━━━━━ Records shown ━━━━━

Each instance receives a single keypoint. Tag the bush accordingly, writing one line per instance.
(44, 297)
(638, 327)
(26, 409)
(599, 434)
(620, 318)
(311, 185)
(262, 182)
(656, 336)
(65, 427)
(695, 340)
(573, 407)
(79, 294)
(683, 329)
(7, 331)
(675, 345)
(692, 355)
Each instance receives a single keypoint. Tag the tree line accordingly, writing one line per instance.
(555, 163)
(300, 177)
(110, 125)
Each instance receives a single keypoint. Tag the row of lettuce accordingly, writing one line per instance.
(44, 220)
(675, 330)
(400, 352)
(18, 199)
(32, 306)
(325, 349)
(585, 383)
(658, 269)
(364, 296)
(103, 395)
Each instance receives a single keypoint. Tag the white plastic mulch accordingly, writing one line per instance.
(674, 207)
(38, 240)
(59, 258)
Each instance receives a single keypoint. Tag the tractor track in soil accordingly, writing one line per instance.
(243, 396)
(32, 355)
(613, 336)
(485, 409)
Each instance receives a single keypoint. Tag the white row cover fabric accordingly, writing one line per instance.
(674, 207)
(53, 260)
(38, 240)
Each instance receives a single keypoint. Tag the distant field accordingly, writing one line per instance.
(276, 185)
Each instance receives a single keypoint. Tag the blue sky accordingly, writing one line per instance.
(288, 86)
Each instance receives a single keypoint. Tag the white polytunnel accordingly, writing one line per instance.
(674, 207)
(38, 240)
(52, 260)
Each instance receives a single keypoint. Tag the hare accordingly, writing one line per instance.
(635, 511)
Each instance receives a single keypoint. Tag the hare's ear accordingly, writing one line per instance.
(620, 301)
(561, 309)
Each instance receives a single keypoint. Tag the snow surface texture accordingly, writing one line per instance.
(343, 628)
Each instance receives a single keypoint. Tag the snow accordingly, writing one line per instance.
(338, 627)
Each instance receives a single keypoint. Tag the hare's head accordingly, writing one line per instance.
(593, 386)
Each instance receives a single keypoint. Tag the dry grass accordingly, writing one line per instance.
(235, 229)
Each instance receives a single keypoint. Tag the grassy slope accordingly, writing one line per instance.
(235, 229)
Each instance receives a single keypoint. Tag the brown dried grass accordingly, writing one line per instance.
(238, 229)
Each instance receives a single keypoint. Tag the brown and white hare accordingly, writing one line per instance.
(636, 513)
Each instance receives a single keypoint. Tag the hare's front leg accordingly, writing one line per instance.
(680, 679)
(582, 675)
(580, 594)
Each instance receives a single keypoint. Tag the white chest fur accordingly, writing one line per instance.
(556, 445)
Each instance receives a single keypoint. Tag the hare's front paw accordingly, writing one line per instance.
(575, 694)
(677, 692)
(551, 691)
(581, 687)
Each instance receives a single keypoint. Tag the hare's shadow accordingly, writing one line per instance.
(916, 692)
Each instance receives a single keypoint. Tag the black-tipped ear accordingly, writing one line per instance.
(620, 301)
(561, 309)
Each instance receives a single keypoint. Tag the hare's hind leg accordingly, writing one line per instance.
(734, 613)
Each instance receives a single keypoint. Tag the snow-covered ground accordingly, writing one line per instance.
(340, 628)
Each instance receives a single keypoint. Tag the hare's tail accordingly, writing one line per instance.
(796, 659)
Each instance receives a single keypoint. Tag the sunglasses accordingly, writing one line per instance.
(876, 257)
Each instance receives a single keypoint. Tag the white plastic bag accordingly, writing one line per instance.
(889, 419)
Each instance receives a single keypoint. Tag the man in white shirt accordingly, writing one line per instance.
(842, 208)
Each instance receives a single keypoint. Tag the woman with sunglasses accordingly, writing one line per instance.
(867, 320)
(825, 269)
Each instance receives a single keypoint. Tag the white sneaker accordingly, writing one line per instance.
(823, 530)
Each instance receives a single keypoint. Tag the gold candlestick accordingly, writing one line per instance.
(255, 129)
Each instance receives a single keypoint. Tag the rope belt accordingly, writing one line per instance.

━━━━━

◆ **Aim of the task**: Repeat the entries above exactly, leaving nothing out.

◆ **Complete output**:
Each instance receives a single keypoint. Tag the bush accordingly, writing one line per instance.
(44, 297)
(638, 327)
(26, 409)
(599, 434)
(620, 318)
(311, 185)
(262, 182)
(656, 336)
(65, 427)
(695, 340)
(573, 407)
(79, 294)
(683, 329)
(7, 331)
(675, 345)
(692, 355)
Each instance receives a single keypoint. Tag the tree line accordingly, writing one line per instance.
(555, 163)
(300, 177)
(110, 125)
Each instance receives a single keypoint. Tag the row of lettuce accordingly, writing one line per instance.
(44, 220)
(675, 330)
(400, 352)
(18, 199)
(32, 306)
(325, 349)
(585, 383)
(658, 269)
(364, 296)
(103, 395)
Each instance receives a single keypoint. Tag the white plastic mulch accordingly, writing one line per instance.
(674, 207)
(38, 240)
(59, 258)
Each instance receives a single keypoint. Tag the tractor track in soil accordingly, writing one line per instance.
(243, 396)
(32, 355)
(613, 336)
(485, 409)
Each instance receives a single keypoint. Tag the white row cover fabric accordingly, writing one line per instance.
(674, 207)
(53, 260)
(38, 240)
Each instance receives a single keypoint. Tag the distant field accordingly, writing one line per instance.
(276, 185)
Each instance receives a single keypoint. Tag the blue sky accordingly, writing one line per instance.
(288, 86)
Each instance receives a single keypoint. Tag the white polytunnel accordingly, writing one line per instance.
(674, 207)
(38, 240)
(52, 260)
Each instance receives a single keypoint. Tag the hare accordingly, writing one line per instance.
(635, 511)
Each instance receives a single keypoint. Tag the hare's ear accordingly, writing one line per instance.
(620, 301)
(561, 309)
Each instance receives a single keypoint. Tag the snow surface texture accordingly, writing one line per instance.
(343, 628)
Each instance receives a single keypoint. Tag the snow accordingly, writing one line per instance.
(338, 627)
Each instance receives a single keypoint. Tag the hare's head accordingly, writing one line per instance.
(593, 386)
Each instance receives a single keypoint. Tag the dry grass accordingly, writing one line per instance.
(235, 229)
Each instance receives a single keypoint. Tag the grassy slope accordingly, writing one line per instance.
(235, 229)
Each instance receives a single keypoint. Tag the brown dried grass accordingly, writing one line per instance.
(238, 229)
Each instance receives a single keypoint. Tag the brown and white hare accordingly, writing one line per instance.
(636, 513)
Each instance receives a single keypoint. Tag the hare's front leg accordingly, writing one line per instance.
(680, 679)
(582, 675)
(580, 594)
Each instance receives a single keypoint. Tag the white chest fur accordingly, writing one line per instance.
(556, 445)
Each instance receives a single keypoint. Tag the hare's front paw accordingly, writing one line per instance.
(575, 694)
(677, 692)
(551, 691)
(581, 687)
Each instance receives a single keypoint. Tag the hare's shadow accordingly, writing one line per instance.
(916, 692)
Each instance receives a single keypoint. Tag the black-tipped ear accordingly, writing one line per instance.
(620, 301)
(561, 309)
Each instance receives a single keypoint. Tag the hare's hind leg accordingly, writing one line per instance.
(734, 613)
Each instance receives a single keypoint. Tag the snow-covered ground accordingly, writing one line per instance.
(340, 628)
Each instance receives a single keypoint. Tag the hare's tail accordingly, writing one line per instance.
(796, 659)
Each instance receives a single keypoint. Tag the sunglasses accordingly, writing one line per instance.
(876, 257)
Each instance receives a single keypoint. Tag the white plastic bag accordingly, writing one line per instance.
(889, 419)
Each instance receives a single keypoint. Tag the man in white shirt accordingly, writing one line per instance.
(842, 208)
Each instance receives a single keypoint. Tag the woman with sunglasses accordingly, writing one line per instance.
(867, 320)
(825, 269)
Each instance receives a single keypoint. Tag the white sneaker accordingly, writing one line per instance.
(823, 530)
Each instance receives a single keypoint. Tag the gold candlestick accordingly, writing one line per instance.
(255, 129)
Each instance receives a single keypoint. Tag the rope belt accordingly, writing one line per instance.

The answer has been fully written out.